··· RECORD SET
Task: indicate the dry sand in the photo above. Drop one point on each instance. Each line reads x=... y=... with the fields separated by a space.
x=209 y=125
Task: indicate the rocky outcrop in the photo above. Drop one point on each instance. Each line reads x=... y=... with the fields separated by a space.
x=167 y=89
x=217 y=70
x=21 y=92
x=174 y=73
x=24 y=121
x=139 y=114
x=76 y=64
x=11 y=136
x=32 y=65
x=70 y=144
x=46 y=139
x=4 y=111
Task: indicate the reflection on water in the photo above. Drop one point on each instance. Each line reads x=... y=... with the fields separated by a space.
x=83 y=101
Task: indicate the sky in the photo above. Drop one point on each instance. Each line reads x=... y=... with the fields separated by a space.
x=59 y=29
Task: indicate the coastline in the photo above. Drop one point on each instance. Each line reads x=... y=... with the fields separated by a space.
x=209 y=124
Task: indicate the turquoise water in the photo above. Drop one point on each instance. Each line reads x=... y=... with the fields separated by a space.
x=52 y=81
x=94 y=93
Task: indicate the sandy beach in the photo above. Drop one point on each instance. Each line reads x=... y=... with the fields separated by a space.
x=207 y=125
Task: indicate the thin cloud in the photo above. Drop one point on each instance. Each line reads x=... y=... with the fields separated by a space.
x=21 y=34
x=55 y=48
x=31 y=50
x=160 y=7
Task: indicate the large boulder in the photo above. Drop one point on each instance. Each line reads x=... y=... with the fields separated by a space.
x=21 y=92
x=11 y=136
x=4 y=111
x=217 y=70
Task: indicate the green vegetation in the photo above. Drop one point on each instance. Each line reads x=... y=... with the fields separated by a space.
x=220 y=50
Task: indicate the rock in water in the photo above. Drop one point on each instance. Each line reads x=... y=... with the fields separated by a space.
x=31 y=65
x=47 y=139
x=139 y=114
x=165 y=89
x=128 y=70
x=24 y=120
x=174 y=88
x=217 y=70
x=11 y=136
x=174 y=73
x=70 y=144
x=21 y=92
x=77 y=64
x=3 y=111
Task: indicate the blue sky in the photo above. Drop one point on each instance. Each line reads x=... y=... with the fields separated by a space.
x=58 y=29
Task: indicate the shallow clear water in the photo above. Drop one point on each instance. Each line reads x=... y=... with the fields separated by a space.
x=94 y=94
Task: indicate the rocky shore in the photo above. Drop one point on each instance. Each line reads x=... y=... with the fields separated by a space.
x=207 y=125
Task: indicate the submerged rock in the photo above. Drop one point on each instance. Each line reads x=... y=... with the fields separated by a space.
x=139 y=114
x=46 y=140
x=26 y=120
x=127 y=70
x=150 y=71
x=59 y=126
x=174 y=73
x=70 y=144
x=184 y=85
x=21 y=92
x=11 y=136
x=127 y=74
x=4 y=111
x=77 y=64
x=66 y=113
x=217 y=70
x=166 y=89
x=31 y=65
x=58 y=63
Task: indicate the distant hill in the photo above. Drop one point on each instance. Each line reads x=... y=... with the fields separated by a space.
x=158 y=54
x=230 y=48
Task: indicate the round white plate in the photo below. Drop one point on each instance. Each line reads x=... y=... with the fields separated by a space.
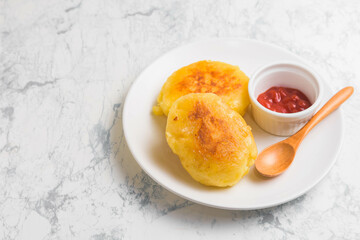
x=145 y=132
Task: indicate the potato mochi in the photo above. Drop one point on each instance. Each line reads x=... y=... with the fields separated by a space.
x=225 y=80
x=213 y=142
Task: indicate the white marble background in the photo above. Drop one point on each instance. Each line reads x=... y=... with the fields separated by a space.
x=65 y=68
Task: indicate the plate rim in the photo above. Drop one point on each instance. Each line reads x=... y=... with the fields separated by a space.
x=254 y=207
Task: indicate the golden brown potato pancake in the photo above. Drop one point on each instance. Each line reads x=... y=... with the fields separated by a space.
x=225 y=80
x=213 y=142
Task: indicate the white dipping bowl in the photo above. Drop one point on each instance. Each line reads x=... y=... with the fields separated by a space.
x=289 y=75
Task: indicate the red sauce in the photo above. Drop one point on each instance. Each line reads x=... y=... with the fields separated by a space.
x=284 y=100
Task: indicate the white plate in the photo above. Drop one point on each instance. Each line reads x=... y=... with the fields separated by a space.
x=145 y=133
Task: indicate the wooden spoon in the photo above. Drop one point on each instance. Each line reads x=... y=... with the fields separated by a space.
x=275 y=159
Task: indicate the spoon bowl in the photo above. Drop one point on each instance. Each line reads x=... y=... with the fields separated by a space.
x=275 y=159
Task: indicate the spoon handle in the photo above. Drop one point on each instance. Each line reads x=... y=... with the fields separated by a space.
x=334 y=102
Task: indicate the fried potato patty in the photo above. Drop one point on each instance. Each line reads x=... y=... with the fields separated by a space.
x=225 y=80
x=213 y=142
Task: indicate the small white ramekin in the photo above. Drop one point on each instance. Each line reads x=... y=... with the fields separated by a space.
x=289 y=75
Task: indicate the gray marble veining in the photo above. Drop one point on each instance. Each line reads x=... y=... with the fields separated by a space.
x=65 y=68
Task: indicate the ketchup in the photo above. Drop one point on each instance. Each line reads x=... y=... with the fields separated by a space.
x=284 y=100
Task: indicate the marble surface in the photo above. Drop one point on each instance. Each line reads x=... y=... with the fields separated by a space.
x=65 y=69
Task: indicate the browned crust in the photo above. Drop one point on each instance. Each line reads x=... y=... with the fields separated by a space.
x=209 y=80
x=213 y=137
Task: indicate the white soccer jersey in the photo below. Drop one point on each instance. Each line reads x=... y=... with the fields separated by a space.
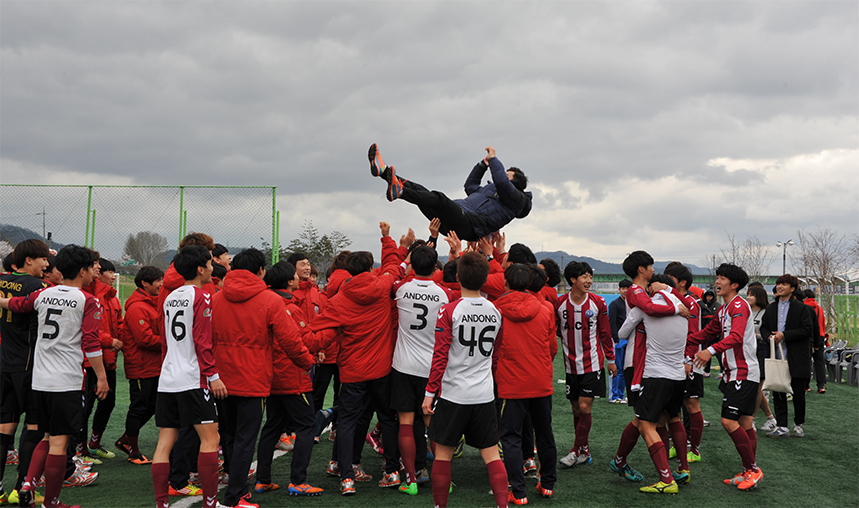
x=189 y=362
x=462 y=359
x=68 y=328
x=418 y=303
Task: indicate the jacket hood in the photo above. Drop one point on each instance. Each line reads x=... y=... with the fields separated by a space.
x=518 y=306
x=242 y=285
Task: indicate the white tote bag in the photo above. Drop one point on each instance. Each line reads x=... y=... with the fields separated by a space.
x=777 y=372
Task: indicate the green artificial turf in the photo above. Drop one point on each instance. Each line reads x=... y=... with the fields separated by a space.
x=817 y=471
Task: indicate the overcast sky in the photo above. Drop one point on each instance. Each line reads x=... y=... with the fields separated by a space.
x=654 y=125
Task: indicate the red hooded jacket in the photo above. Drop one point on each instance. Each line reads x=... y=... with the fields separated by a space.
x=248 y=322
x=523 y=354
x=141 y=337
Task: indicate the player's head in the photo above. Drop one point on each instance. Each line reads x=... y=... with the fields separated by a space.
x=639 y=262
x=31 y=256
x=149 y=279
x=280 y=275
x=359 y=262
x=682 y=275
x=520 y=181
x=472 y=271
x=252 y=260
x=423 y=261
x=203 y=239
x=76 y=262
x=194 y=260
x=553 y=272
x=301 y=263
x=727 y=276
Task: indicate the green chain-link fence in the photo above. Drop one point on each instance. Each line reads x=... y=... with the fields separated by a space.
x=103 y=217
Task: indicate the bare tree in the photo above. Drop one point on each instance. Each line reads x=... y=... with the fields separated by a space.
x=147 y=248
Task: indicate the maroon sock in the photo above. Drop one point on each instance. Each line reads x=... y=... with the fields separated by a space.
x=744 y=447
x=440 y=479
x=678 y=435
x=696 y=430
x=583 y=429
x=498 y=482
x=660 y=460
x=161 y=481
x=37 y=463
x=406 y=440
x=628 y=440
x=207 y=465
x=55 y=471
x=753 y=441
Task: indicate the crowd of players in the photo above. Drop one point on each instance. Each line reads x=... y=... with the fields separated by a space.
x=460 y=352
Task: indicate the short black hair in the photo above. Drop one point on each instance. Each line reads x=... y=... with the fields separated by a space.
x=252 y=260
x=472 y=271
x=423 y=260
x=734 y=274
x=32 y=249
x=521 y=253
x=189 y=258
x=280 y=275
x=359 y=262
x=147 y=274
x=518 y=277
x=553 y=272
x=576 y=269
x=72 y=258
x=637 y=259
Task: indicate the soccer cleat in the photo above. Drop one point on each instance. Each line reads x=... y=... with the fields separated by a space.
x=333 y=468
x=347 y=487
x=547 y=493
x=102 y=452
x=304 y=489
x=187 y=490
x=360 y=475
x=769 y=426
x=389 y=480
x=139 y=459
x=661 y=488
x=626 y=472
x=797 y=431
x=751 y=479
x=409 y=488
x=377 y=165
x=259 y=488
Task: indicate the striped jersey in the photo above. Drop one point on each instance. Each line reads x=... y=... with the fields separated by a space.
x=465 y=334
x=585 y=334
x=189 y=362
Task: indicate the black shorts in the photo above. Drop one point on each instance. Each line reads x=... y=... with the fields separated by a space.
x=191 y=407
x=407 y=392
x=740 y=398
x=695 y=386
x=60 y=413
x=478 y=422
x=16 y=397
x=657 y=395
x=590 y=385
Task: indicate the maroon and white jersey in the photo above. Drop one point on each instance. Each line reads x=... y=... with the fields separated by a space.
x=68 y=329
x=585 y=334
x=465 y=336
x=188 y=361
x=418 y=303
x=735 y=330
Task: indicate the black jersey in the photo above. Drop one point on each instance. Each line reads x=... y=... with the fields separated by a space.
x=18 y=331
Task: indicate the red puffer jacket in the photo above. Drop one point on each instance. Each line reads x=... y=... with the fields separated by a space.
x=140 y=336
x=248 y=322
x=523 y=353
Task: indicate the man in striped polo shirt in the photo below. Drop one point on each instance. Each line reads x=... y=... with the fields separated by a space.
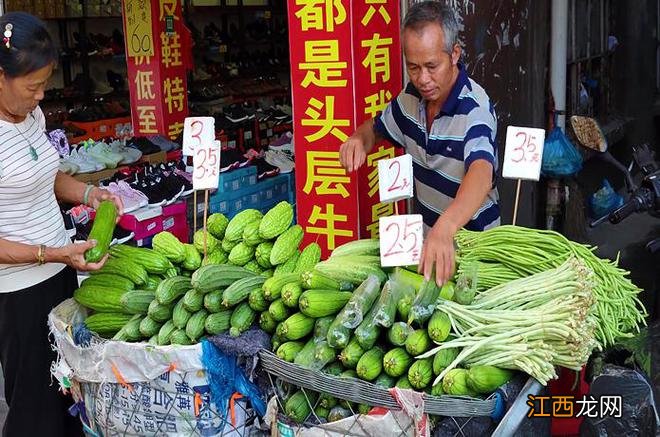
x=446 y=122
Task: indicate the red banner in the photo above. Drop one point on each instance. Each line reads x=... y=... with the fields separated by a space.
x=322 y=84
x=345 y=67
x=158 y=48
x=378 y=79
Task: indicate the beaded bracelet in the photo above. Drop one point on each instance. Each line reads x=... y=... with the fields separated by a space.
x=41 y=254
x=86 y=195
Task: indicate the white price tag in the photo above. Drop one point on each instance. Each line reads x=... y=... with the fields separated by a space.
x=401 y=240
x=206 y=163
x=395 y=178
x=197 y=130
x=523 y=153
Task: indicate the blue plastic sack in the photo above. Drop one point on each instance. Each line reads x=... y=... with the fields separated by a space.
x=604 y=201
x=560 y=158
x=226 y=378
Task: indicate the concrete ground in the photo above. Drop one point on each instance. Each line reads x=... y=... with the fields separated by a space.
x=3 y=405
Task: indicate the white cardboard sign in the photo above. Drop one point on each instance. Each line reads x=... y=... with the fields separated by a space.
x=523 y=153
x=196 y=131
x=395 y=178
x=401 y=240
x=206 y=156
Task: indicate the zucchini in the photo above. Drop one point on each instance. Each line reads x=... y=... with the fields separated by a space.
x=136 y=301
x=241 y=319
x=102 y=229
x=370 y=364
x=240 y=290
x=196 y=324
x=351 y=354
x=219 y=322
x=322 y=303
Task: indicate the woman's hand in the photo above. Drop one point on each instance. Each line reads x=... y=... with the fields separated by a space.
x=97 y=195
x=74 y=255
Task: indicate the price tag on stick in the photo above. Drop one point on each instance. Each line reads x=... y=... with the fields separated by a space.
x=401 y=240
x=196 y=131
x=395 y=178
x=523 y=153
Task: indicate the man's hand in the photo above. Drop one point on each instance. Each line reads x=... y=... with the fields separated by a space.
x=438 y=252
x=74 y=256
x=352 y=153
x=97 y=195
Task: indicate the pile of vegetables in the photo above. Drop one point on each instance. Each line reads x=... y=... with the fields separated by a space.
x=506 y=253
x=171 y=294
x=522 y=300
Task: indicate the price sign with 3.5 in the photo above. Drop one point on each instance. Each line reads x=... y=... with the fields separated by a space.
x=523 y=153
x=401 y=240
x=395 y=180
x=206 y=152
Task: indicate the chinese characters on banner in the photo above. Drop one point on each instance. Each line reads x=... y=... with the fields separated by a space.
x=322 y=84
x=158 y=49
x=378 y=79
x=345 y=67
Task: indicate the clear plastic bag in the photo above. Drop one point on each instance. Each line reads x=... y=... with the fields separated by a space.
x=359 y=305
x=386 y=305
x=560 y=158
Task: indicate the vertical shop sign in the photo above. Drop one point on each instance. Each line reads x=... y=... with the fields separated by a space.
x=378 y=79
x=322 y=84
x=158 y=47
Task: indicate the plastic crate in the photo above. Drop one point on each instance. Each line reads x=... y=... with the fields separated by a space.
x=237 y=179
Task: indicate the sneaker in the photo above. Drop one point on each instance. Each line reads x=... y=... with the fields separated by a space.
x=121 y=236
x=68 y=167
x=264 y=169
x=280 y=160
x=131 y=202
x=284 y=139
x=129 y=154
x=83 y=162
x=101 y=152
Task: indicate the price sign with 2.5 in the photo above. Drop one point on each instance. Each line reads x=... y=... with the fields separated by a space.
x=395 y=180
x=523 y=153
x=401 y=240
x=205 y=152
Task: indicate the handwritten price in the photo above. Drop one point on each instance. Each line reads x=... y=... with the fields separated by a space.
x=199 y=137
x=526 y=150
x=395 y=178
x=523 y=153
x=401 y=239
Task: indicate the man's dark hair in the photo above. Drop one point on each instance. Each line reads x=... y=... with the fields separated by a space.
x=422 y=13
x=30 y=46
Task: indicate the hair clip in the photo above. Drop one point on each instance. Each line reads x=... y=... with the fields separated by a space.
x=7 y=34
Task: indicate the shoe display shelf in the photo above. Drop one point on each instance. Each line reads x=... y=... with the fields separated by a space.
x=96 y=130
x=147 y=222
x=96 y=177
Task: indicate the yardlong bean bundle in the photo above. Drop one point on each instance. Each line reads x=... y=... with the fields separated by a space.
x=507 y=251
x=531 y=324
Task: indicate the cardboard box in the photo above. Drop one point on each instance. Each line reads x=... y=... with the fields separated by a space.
x=96 y=177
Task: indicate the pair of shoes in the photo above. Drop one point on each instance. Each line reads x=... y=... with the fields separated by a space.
x=279 y=160
x=132 y=199
x=264 y=169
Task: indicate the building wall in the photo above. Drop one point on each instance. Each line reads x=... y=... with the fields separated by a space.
x=505 y=44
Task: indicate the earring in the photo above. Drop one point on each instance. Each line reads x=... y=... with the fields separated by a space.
x=7 y=35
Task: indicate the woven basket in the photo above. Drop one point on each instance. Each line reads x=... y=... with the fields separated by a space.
x=589 y=133
x=356 y=390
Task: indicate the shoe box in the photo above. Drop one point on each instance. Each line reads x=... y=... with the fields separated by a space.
x=109 y=127
x=269 y=131
x=147 y=222
x=95 y=177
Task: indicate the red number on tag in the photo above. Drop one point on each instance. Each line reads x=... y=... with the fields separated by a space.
x=201 y=153
x=526 y=146
x=406 y=234
x=394 y=185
······
-- THE PROBLEM --
One line above contains "Task: indicate the red number". Output that line and each one after it, word for word, and nothing else.

-- RESULT FOR THIS TASK --
Task: indicate the red number on tag in the photo above. Drop one point on each instance. Each line reads x=... y=... with the fields separated by a space.
x=201 y=153
x=526 y=146
x=406 y=234
x=394 y=185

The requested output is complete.